Selection:
* START *
Lauren, I love you more and more everytime I hear your heart. Keep following after Christ "and all these things shall be added unto you." I'm still learning how to balance being a mother, wife, and entrepreneur. As long as we are always striving to do it with all our heart, like Paul says in Col. 3:23, then I believe God will continue to bless us. Much love to you Lauren!

(05.02.12 @ 09:45 AM)
Tressie Zellner:

Lauren, you inspired all of those photographers... myself included! You are amazing and your heart is beautiful and real. We Zellner's love you mucho!

(05.02.12 @ 10:56 AM)
Erica Standfield:

WOW...this is the first time I have ever visited your blog and was directed to your post by my dear teacher courtney, from senior blueprint. (she knew what i needed to hear and read) I must tell you, that your words on this page are so powerful and truly authentic. Thank you, and I am grateful for you. In 5 minutes of reading and processing you have cleared up something that I have been trying to figure out for quite a while...be present, be in the moment and give it up to God...he will provide. He is possibility!

(05.02.12 @ 01:56 PM)
Sara Virdell:

Great post, thank you. You're photography was the reason I dabbled further into the trade. I have since stopped because of taking care of three boys (being a stay at home mom was my childhood dream too!) But, I really enjoy your art and have enjoyed watching your journey along the way! I tell my husband that you are my "dream" photographer, one day we will have our pictures taken by you...even though the distance is far! Thank you for being honest, you really are a great photographer and I haven't met you in person, but I do know others that know you and you seem to be a great person as well. Take care!

(05.02.12 @ 09:50 PM)
Christen Jones:

Very moving message Lauren! Thank you for sharing and Happy Anniversary to you :)

(05.03.12 @ 08:34 AM)
Shaun:

I can't begin to tell you what a breath of fresh air this is. There will always be a God-sized hole in all of us that we can fill with a million things, but until it has God's hand on it, it will stay empty. Thank you for posting. A great reminder. I was at your San Diego Love Affair and felt very lost as a first year in business photographer who was one of the oldest women there, if not the oldest, at 38, very intimidating. However, God's grace and God's mercy is sufficient enough! I have built my business slowly and still follow all of you on your blogs. Although the photography information is fabulous and the pictures are brilliant, it is always your words of encouragement in Christ that push me the most. Happy 8th year in business!
* END *
Data lines:
* START *
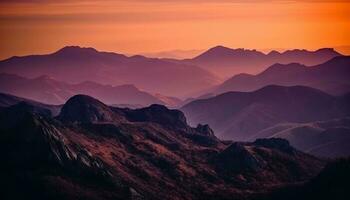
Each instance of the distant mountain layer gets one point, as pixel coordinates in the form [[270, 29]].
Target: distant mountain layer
[[48, 90], [76, 65], [226, 62], [331, 77], [322, 138], [93, 151], [7, 100], [240, 115]]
* END *
Job 1:
Revise the blog comments between "(05.02.12 @ 10:56" and "(05.02.12 @ 01:56 PM)", inclusive, putting "mentor" in place of "teacher".
Job 2:
Pick up the blog comments on the photographer's post after the last sentence shown and write what follows.

Reply 1:
(05.02.12 @ 10:56 AM)
Erica Standfield:

WOW...this is the first time I have ever visited your blog and was directed to your post by my dear mentor courtney, from senior blueprint. (she knew what i needed to hear and read) I must tell you, that your words on this page are so powerful and truly authentic. Thank you, and I am grateful for you. In 5 minutes of reading and processing you have cleared up something that I have been trying to figure out for quite a while...be present, be in the moment and give it up to God...he will provide. He is possibility!

(05.02.12 @ 01:56 PM)

Reply 2:
(05.03.12 @ 11:19 AM)
ashley o:

happy 8 years to you! Thanks so much for sharing all of your thoughts, insecurities, and honest emotion. Want my honesty? you were the first photographer that I 'fell in love with'! I was new to blogging and had your old blog on my blogger site. I've never been much into celebrities, but you (and Jasmine Star) were like movie stars to me! Besides all the amazing pics and your ability to shoot in the harshest sun, I've really enjoyed your personal posts. I still remember reading about your dream during Love Affair, and I was excited for your move to OK (since that's my home!), and now because I've entered the same phase of life (I had my first son about 10 weeks after you), I love your Solomon posts! All of this to say, thank you for sharing your life lessons, and thank you for being the light we are called to be :c)

(05.03.12 @ 09:59 PM)
Suwanee:

Hi Lauren, thank you for these words of wisdom that are beyond your years. You are truly amazing and this post just shows how truly sincere & honest you are-thank you for baring it all for us- to hear these words. Keep on being real.

(05.07.12 @ 09:56 AM)
Leila Dali:

Hi Lauren! God is using you powerfully. 5 years ago, when I wasn't sure I could do photography, I stumbled upon your blog and you had mentioned that God had got you to where you were in photography. That was THE seed that was planted 5 years ago, that God could indeed, do in me, what he had done in Lauren. Once again, I stumble upon this blog post and God uses you to speak into me again. Thank you for being God's light. =) Thank you!

(05.07.12 @ 06:09 PM)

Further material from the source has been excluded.